*WORK INSTRUCTIONS:*
Emit the data below verbatim, stripping out any pictures.

*Image point grounding data:*
■ ■ ■ ■ ■ ■ ■

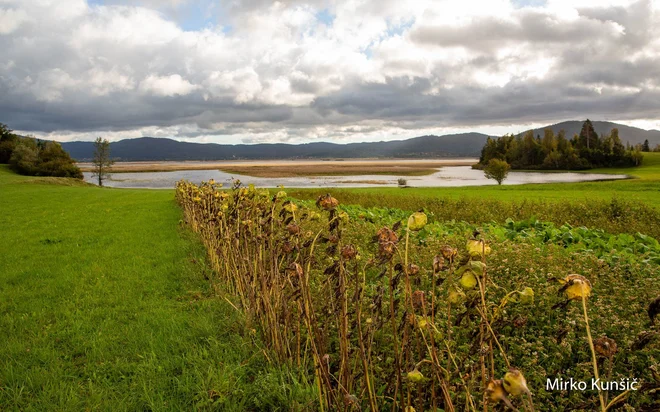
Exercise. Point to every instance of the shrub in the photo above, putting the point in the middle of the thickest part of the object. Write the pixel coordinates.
(47, 159)
(497, 169)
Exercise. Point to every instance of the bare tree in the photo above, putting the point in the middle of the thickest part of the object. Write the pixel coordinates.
(497, 169)
(101, 162)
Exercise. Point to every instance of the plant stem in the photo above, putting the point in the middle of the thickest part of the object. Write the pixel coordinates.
(593, 352)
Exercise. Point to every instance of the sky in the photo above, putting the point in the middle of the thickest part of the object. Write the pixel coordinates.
(295, 71)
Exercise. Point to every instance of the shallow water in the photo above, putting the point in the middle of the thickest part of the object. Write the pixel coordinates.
(449, 176)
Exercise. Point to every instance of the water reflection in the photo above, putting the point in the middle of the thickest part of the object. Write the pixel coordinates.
(449, 176)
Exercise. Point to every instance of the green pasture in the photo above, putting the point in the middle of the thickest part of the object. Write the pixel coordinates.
(106, 303)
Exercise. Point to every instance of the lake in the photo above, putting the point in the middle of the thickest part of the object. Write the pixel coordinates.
(448, 176)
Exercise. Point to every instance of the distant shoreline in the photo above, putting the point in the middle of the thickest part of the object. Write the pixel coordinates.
(305, 167)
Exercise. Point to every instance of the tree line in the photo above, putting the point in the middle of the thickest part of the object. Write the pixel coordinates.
(34, 157)
(585, 150)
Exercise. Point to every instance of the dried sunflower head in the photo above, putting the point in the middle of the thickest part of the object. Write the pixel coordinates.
(605, 347)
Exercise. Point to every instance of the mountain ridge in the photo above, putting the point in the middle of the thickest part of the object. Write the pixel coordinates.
(428, 146)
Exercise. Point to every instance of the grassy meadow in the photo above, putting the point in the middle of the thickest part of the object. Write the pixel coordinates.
(105, 304)
(109, 301)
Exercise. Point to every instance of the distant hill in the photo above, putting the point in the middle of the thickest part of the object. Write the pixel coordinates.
(453, 145)
(157, 149)
(632, 135)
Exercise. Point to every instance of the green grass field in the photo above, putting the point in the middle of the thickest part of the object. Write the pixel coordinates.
(105, 305)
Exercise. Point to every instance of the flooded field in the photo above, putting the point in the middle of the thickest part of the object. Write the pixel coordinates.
(440, 176)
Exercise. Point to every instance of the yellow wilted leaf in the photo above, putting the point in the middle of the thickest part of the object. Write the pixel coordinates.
(577, 287)
(468, 280)
(476, 248)
(417, 221)
(515, 383)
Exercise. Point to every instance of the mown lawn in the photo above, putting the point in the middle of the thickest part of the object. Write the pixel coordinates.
(105, 304)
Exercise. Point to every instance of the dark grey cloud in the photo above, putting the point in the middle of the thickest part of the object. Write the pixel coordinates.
(127, 68)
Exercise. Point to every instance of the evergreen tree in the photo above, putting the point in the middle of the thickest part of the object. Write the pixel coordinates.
(101, 162)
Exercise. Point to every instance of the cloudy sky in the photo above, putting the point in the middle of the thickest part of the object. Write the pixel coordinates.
(297, 71)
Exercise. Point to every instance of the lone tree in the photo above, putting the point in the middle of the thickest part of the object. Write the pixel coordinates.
(101, 162)
(497, 169)
(645, 146)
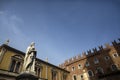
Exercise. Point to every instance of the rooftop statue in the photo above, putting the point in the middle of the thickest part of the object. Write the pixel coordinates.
(29, 60)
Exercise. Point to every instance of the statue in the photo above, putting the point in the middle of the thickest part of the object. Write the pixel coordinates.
(29, 60)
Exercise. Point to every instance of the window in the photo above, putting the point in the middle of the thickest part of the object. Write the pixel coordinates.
(81, 77)
(90, 73)
(79, 66)
(54, 75)
(106, 58)
(2, 52)
(113, 67)
(38, 69)
(16, 62)
(87, 64)
(17, 67)
(64, 76)
(12, 66)
(74, 77)
(96, 60)
(73, 68)
(99, 70)
(115, 55)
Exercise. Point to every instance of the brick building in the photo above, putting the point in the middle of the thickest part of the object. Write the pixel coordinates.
(11, 63)
(97, 64)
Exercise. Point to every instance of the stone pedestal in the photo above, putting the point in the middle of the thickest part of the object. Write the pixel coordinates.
(26, 76)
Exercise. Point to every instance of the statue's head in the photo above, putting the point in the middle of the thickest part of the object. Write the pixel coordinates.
(32, 44)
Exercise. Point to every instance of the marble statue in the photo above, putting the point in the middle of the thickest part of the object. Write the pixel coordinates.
(29, 60)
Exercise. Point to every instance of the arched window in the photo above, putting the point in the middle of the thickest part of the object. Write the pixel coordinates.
(90, 73)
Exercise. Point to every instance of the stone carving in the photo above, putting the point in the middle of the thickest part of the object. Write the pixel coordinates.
(29, 60)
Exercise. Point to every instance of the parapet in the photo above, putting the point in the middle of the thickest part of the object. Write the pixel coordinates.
(90, 52)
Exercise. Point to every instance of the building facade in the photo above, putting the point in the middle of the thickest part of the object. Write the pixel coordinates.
(97, 64)
(11, 63)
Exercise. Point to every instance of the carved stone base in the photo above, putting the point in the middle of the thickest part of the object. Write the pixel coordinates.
(26, 76)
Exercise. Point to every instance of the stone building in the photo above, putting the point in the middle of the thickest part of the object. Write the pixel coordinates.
(11, 63)
(102, 63)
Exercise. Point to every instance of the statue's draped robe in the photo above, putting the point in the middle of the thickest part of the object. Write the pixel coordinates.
(29, 61)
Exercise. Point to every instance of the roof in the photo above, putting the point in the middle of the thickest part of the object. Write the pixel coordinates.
(23, 53)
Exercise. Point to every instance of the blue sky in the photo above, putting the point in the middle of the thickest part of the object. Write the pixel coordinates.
(61, 29)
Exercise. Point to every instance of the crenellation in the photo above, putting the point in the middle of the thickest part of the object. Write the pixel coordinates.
(90, 52)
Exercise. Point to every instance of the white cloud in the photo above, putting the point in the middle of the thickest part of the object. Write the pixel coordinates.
(1, 12)
(10, 29)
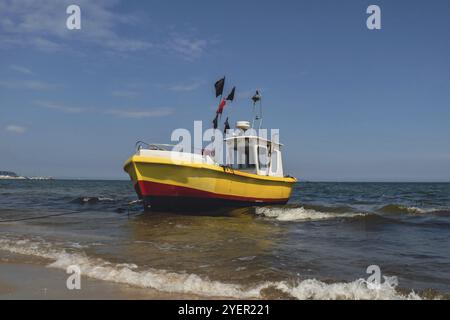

■ ■ ■ ■ ■ ■ ■

*REPLY:*
Exercise. Point to every instance of the shrub in the photo above, putting the point in the middle of the thickest part of the object. Write the pixel coordinates.
(47, 159)
(497, 169)
Exercise. Point to every instance of the bare tree in the photo above, putting the point in the middle of the thickest part of the object. Write the pixel coordinates.
(497, 169)
(101, 162)
Exercise. Point to every instance of the plant stem in the photo above, putting the point in the middle of the thickest part of the object. Write the pixel coordinates.
(593, 352)
Exercise. Point to every instance of the sky in the photo above, putting the point in the middle of the thickest part of the object. Write the pixel coordinates.
(295, 71)
Exercise. Point to every instance of the shallow water in the photo above, putting the point in the middle of the thickest part of the object. Write the pixel coordinates.
(449, 176)
Exercise. Point to every instance of the water reflection in the photo above, putting the point in the middle of the thickest part of the object. Write the pixel coordinates.
(449, 176)
Exercise. Point to every instance of the green pasture in the photo above, putting the point in the middle of the thickest part of the object. Write the pixel coordinates.
(106, 303)
Exercise. Point to every instance of the lake in the photo above, putting the point in the middle of the thickest part of the object. Write the pixel coordinates.
(448, 176)
Exercise. Point to every instance of the distant shoreline in the photo above, putting the point in the middle of the thickest part of the object. Write the pixel coordinates.
(305, 167)
Exercise. Point to every instance of the tree line in the photo above, putting the point in the middle of the thickest part of the object. Write the pixel coordinates.
(34, 157)
(585, 150)
Exercise. Point to every instance of the dried sunflower head in the photo above, putting the point in the middle of the thickest part of the object. Write the pixel coordinates.
(605, 347)
Exercise. Point to every instance of the mountain ridge in the photo above, putting the point in the middle of the thickest part of the object. Write the pixel coordinates.
(428, 146)
Exercise. Point to every instance of the grassy meadow in the photo above, putting the point in the middle of the thickest part of the object. Write the pixel coordinates.
(105, 304)
(109, 301)
Exercise. Point to every instance of the distant hill in the photo above, putting the point in the middle of the thickest part of the object. Write the pixel coordinates.
(453, 145)
(157, 149)
(632, 135)
Exercise. Point to every instance of the green grass field in the photo above, putting the point in the middle of the thickest part of the object. Write the pixel coordinates.
(105, 305)
Exercise. Point to every instance of the flooded field in the photo above, putting the point in the middle of the thickest part of the object. Write the pixel coordinates.
(440, 176)
Exercise. Point to every instance of the yellow wilted leaf in the photo above, putting the point in the middle of the thickest part of the object. Write the pixel coordinates.
(577, 287)
(468, 280)
(476, 248)
(417, 221)
(515, 383)
Exercise. Point to every instance of the mown lawn in the photo above, putting the point in the middle of the thickest part of the object. Write the pixel coordinates.
(105, 304)
Exercise. Point to every instance of the dark grey cloud in the photo above, putting the point in the middle of the thickest part of the object. Write the pixel coordinates.
(127, 68)
Exercise. Point to every instance of the evergreen tree in the photo above, putting the point in the middle of the thickest part of the object. Write the pixel coordinates.
(101, 162)
Exercise. Point to every instance of the cloudy sky in the photo above, putting the point in the middle of the thickest part of the object. Write the pixel coordinates.
(297, 71)
Exercise. Point to every instance of the lone tree in the photo above, putting the point in the middle of the thickest part of the object. Write the pixel coordinates.
(101, 162)
(497, 169)
(645, 146)
Exercise. Point to every instance of the rooftop statue in the photo above, putting the point in the middle of the thickest part of the object. Write the pixel coordinates.
(29, 60)
Exercise. Point to every instance of the statue in the photo above, putting the point in the middle of the thickest part of the object. Write the pixel coordinates.
(29, 60)
Exercise. Point to every instance of the window in the photo above, putting the point in the middle of the thickest part of the object. Write the pixel coordinates.
(81, 77)
(90, 73)
(79, 66)
(54, 75)
(106, 58)
(2, 52)
(113, 67)
(38, 69)
(16, 62)
(87, 64)
(17, 67)
(64, 76)
(12, 66)
(74, 77)
(96, 60)
(73, 68)
(99, 70)
(115, 55)
Exercise. Point to every instance of the brick building in the photo above, putting the point in the middle of the thickest part of the object. Write the pixel coordinates.
(11, 63)
(97, 64)
Exercise. Point to every instance of the stone pedestal in the photo above, putting the point in the middle of the thickest part of the object. Write the pixel coordinates.
(26, 76)
Exercise. Point to every instance of the statue's head in the photo above, putting the point in the middle of the thickest part of the object. Write the pixel coordinates.
(32, 44)
Exercise. Point to every instance of the marble statue in the photo above, putting the point in the middle of the thickest part of the object. Write the pixel coordinates.
(29, 60)
Exercise. Point to every instance of the arched window in the photo above, putting the point in the middle of the thickest part of the object. Write the pixel coordinates.
(90, 73)
Exercise. Point to every instance of the stone carving in the photo above, putting the point in the middle of the thickest part of the object. Write the pixel coordinates.
(29, 60)
Exercise. Point to every instance of the parapet in the photo above, putting the point in the middle of the thickest part of the object. Write the pixel coordinates.
(90, 52)
Exercise. Point to every instance of the building facade in the photo above, putting the point in the middle of the thickest part of the object. Write the pixel coordinates.
(97, 64)
(11, 63)
Exercise. Point to every instance of the carved stone base in the photo above, putting the point in the middle of the thickest part of the object. Write the pixel coordinates.
(26, 76)
Exercise. Point to every instance of the stone building in the photo above, putting the point in the middle of the thickest part of the object. Write the pixel coordinates.
(11, 63)
(102, 63)
Exercise. Point to every instance of the statue's draped robe in the photo above, putting the point in the middle of the thickest part of the object. Write the pixel coordinates.
(29, 61)
Exercise. Point to every instance of the roof in the photo above, putting the point in the middle of the thickest part of the object. Write the pixel coordinates.
(23, 53)
Exercise. Point to every instance of the blue sky in the photo above, putting the point in the middle of the thickest part of the object. Write the pixel coordinates.
(61, 29)
Exercise. Point to every instance of the crenellation in the photo above, putting the point in the middle of the thickest part of the object. Write the pixel coordinates.
(90, 52)
Exercise. Point to every instance of the white cloud in the photo above, putting the point in the middle of the thickest part of the object. Write the pixel coordinates.
(1, 12)
(10, 29)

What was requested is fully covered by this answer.